[What is expected] Return all of the data exactly, with nothing left out but the pictures.

Records contained in a dataset:
-------

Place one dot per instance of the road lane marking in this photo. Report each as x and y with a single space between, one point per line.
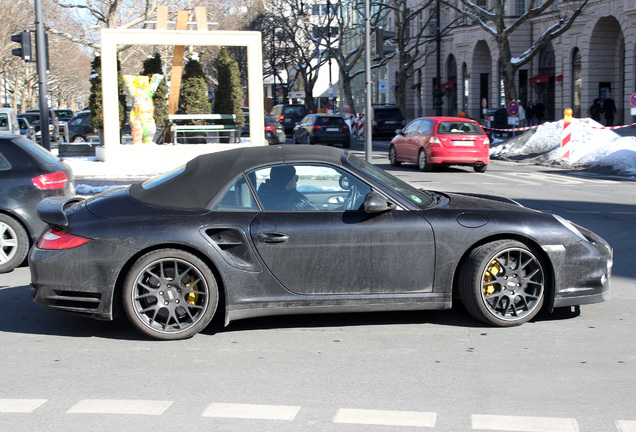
251 411
626 425
523 424
119 406
20 405
385 418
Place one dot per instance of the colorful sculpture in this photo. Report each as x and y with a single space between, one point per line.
142 121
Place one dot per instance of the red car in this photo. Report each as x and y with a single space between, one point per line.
429 141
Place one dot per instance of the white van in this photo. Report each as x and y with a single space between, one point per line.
9 121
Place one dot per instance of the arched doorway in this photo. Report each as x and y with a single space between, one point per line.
481 69
543 84
450 86
607 47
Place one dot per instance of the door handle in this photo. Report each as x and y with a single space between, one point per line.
272 238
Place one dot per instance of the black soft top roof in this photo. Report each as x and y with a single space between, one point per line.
206 174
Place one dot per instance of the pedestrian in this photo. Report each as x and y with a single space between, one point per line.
530 113
609 108
595 110
539 111
522 114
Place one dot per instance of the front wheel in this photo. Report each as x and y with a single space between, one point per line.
14 243
393 157
503 283
170 294
422 161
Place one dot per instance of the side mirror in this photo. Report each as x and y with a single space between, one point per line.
376 203
344 182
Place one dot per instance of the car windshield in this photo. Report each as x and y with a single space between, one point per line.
418 197
326 121
387 113
459 128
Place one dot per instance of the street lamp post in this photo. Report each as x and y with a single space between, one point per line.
438 93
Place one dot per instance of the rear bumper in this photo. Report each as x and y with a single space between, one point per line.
463 156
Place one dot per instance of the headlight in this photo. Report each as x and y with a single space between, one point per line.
569 225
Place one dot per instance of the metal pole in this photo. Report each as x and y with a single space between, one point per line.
438 80
40 47
368 127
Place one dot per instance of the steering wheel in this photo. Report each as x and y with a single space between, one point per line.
352 198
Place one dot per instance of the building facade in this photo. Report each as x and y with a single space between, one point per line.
595 58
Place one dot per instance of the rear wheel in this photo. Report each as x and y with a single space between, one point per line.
422 161
170 294
14 243
393 157
503 283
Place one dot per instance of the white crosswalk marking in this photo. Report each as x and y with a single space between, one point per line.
626 425
385 418
20 405
250 411
119 406
523 424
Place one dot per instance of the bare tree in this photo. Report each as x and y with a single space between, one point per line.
501 26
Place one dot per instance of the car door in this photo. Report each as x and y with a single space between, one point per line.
332 250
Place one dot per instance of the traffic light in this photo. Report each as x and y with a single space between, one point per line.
381 49
24 39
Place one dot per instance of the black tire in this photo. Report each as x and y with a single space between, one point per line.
163 306
480 167
14 243
422 161
503 283
393 157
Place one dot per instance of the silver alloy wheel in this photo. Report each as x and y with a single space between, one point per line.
8 243
170 294
512 284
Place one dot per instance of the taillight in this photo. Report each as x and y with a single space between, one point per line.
435 142
56 239
55 180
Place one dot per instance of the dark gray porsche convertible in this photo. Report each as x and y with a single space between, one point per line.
304 229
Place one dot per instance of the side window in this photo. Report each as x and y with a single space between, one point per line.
303 187
238 197
426 126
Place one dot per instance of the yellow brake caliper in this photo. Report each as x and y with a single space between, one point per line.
493 270
192 298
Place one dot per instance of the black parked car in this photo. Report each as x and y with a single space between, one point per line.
33 117
78 128
386 119
270 230
28 173
322 128
288 115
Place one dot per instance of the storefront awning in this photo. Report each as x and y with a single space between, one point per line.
541 79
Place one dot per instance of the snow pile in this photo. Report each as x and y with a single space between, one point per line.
591 147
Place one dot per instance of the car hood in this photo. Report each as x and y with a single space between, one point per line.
481 202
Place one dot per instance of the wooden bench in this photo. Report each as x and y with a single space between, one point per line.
206 133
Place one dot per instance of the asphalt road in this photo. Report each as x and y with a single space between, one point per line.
439 371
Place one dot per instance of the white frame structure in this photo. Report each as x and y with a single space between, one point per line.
111 38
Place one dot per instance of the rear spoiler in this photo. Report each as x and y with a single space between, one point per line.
51 210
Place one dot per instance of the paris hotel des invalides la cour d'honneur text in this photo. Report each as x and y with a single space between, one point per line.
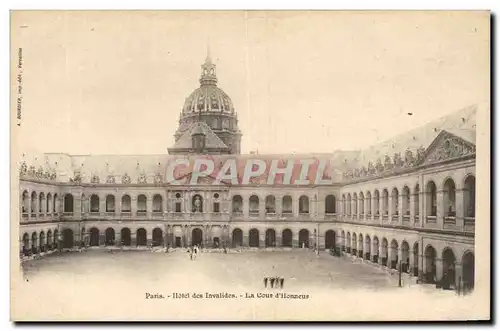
406 203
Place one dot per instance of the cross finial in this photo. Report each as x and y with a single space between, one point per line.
208 60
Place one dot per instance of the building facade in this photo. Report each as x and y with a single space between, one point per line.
408 202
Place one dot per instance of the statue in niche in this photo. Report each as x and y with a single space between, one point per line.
77 178
387 162
158 178
397 160
126 179
52 174
371 168
197 204
379 166
31 171
364 171
23 169
420 153
142 179
409 158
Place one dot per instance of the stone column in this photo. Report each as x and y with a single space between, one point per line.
149 238
164 204
29 210
295 238
279 240
118 238
149 205
133 205
133 237
439 269
412 260
459 278
77 206
102 203
459 208
246 206
412 208
400 207
279 205
295 206
262 207
422 202
102 238
246 238
440 209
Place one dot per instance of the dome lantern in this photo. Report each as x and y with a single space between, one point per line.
208 71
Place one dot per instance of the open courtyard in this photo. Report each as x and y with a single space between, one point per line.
155 285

-------

[Completed exercise]
Place one dot per instance of the road lane marking in this photo. Report each as x and y with a single space between, one point per line.
251 411
626 425
523 424
119 406
20 405
385 418
Place one dot per instance of the colorful sculpture in this photo. Report each as x and y with a single space between, one point per line.
142 121
Place one dot per instance of the red car in this photo. Report each as x and y with a single space between, one point per line.
429 141
Place one dot per instance of the white van in this photo. Report each as x and y with a single space between, one point per line.
9 121
Place one dot per instance of the arched doorway in this photo. Report each as x and y with a single space between, one point per line.
481 69
543 84
450 86
607 47
Place one dot per instance of the door handle in this photo. Report each as x and y with a single space between, one point per line.
272 238
Place one dot per instance of the black soft top roof in this photo. Report each as x and y with a single space between, one point per line.
206 174
Place one dot per instance of the pedestrian in this photo. Report each as x and y with a single space between, one point per line.
530 113
609 108
595 110
539 111
522 114
Place one dot per instance of the front wheel in this photo. Report each as x and y with a single space between, one point per line.
14 243
393 157
503 283
170 294
422 161
Place one dot per instance of the side mirror in this photo. Report each as x and y with a single space between, one point per line.
376 203
344 182
Place one dot per instance of the car windshield in this photo. Report each as x and y with a single space between, one point per line.
418 197
326 121
387 113
459 128
Place one dot per instance of the street lamp post in this photo. Report each as x and y with a single space between, one point per line.
438 93
Place one dot per instance of the rear bumper in this photo. Report each as x and y with a single space between, one point per line.
463 156
Place one dot per instance of the headlight in this photo. Report each as x and y with a single space between, one point per line.
569 225
Place one dot per instance of the metal pole in this photo. Report each as x and y with a single space between, one point per line.
438 80
40 47
368 127
Place one dot per instance of the steering wheel in this photo. Report each as x and y with a single space between, one point per line.
352 198
Place one dot per instance of the building facade in this photo. Report each as x and y with a single space between, one point per line.
595 58
Place one dot per instance of the rear wheel in this photo. Report each as x and y with a single space between, one point per line.
422 161
170 294
14 243
393 157
503 283
Place one dot per instance of the white crosswalk marking in this photo. Report each as x and y with a single space between, one point per line.
626 425
385 418
20 405
250 411
119 406
523 424
Place one dot per instance of the bare tree in this photo. Report each as x and y with a single space between, one point per line.
501 26
Place one dot per instance of the car door in this photo. Report each as x and y with a single space between, one point per line.
332 250
Place one dot per instance of the traffic light in this photo. Report each as x and y with a single space between, one point per line.
381 49
24 39
Place one dot per instance of the black tire in this photo. Report each as x and y with a single space between, one point per line.
163 306
480 167
14 243
422 161
503 283
393 157
Place one dot per instance of the silver alloy wheel in this photo. Report each as x and y with a single space between, one point per line.
8 243
170 294
512 284
Place one dot per instance of the taillight in this photo. Report each as x and y with a single space between, one point per line.
435 142
56 239
55 180
Place one dot per instance of the dark gray porsche convertible in this photo. Report each as x and y with a single space between, one point per line.
304 229
Place one dot per instance of the side window in this photo. Report each as x and y with a single space between, one point per line.
303 187
238 197
426 126
Place one dot per instance of the yellow brake caliper in this photo. Report each as x and y with a single space between, one point per line.
493 270
192 298
Place one dot per instance of the black parked car in this photo. Report each as x and y with a single space between, one point per line.
33 117
78 128
386 119
270 230
28 173
322 128
288 115
Place one dot per instance of the storefront awning in this photo. Report each as x and y with a single space between, one point per line.
541 79
Place one dot per instance of the snow pile in this photo. Report each as x and y with a single space between, one point per line.
591 147
Place one dot per instance of the car hood in this photo. Report each as x and y with a single space between, one point per line.
481 202
Place one dot per instance of the wooden bench in this photo. Report each as x and y with a single space between, one point per line.
206 133
Place one dot per instance of the asphalt road in this photo. Report each as x and y with a single space between, one point per line.
439 371
Place one dot per instance of the white frame structure in this photo. Report each as x and y with a single space between, one point per line.
111 38
Place one dot per instance of the rear spoiler in this photo. Report each as x and y with a single space between, one point per line.
51 210
Place one dot per instance of the paris hotel des invalides la cour d'honneur text in this photo. Report each as x and y with a single space between, one point per line.
406 203
Place one dot per instance of the cross finial in this photo. Report each as x and y with a single space between, one point per line.
208 60
Place one dot per instance of the building facade in this photo. Report each as x and y with a single space between, one point per line.
408 202
Place one dot per instance of the statue in niche in this photo. Report each as x and y with a single space between, one point per line.
77 178
387 162
158 178
397 160
126 179
52 174
371 168
197 204
379 166
31 171
364 171
23 169
420 153
142 179
409 158
Place one dot per instance of the stone column in this photo. Report each as x and y with a single space between, one point per line.
149 238
164 204
29 210
295 238
279 240
118 238
149 205
133 205
133 237
439 269
412 260
459 278
77 206
102 203
459 208
246 206
412 208
400 207
279 205
295 206
262 207
422 202
102 238
246 238
440 209
Place one dot per instance of the dome lantern in this photo. Report each as x and y with a single space between, one point per line.
208 71
Place one dot per instance of the open courtyard in this photo. Report each as x and y with a single space between, one point per line.
155 285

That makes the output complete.